[START OF INPUT]

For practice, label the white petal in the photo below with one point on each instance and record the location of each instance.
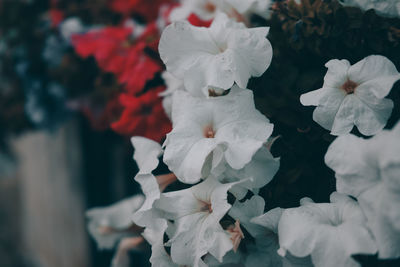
(116, 217)
(215, 57)
(354, 173)
(261, 169)
(370, 119)
(245, 211)
(326, 112)
(146, 215)
(312, 98)
(181, 45)
(336, 75)
(376, 74)
(240, 130)
(345, 116)
(331, 233)
(269, 220)
(146, 153)
(154, 236)
(373, 203)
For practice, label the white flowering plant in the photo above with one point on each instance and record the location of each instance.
(238, 165)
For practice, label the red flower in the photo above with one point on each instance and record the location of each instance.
(150, 36)
(56, 17)
(143, 115)
(196, 21)
(148, 9)
(103, 44)
(115, 52)
(138, 69)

[END OF INPUT]

> [DIRECTIONS]
Repeat the lines above with every "photo" changed to "image" and nothing else altered, leaving out the pictures.

> [EXERCISE RESPONSE]
For practice, label the white petal in the image below with one point on each instance and record the location of each instance.
(116, 217)
(215, 57)
(354, 173)
(261, 169)
(370, 119)
(245, 211)
(326, 112)
(146, 215)
(312, 98)
(181, 45)
(336, 75)
(376, 74)
(240, 130)
(345, 116)
(331, 233)
(269, 220)
(146, 153)
(154, 236)
(373, 203)
For practice, label the white flowering plant in the image above with one point on each instance and record the location of each instance.
(238, 165)
For practice, label the red flower in the image above with one point on each instance and record the location of each instance.
(150, 36)
(56, 17)
(143, 115)
(196, 21)
(148, 9)
(103, 44)
(115, 52)
(138, 69)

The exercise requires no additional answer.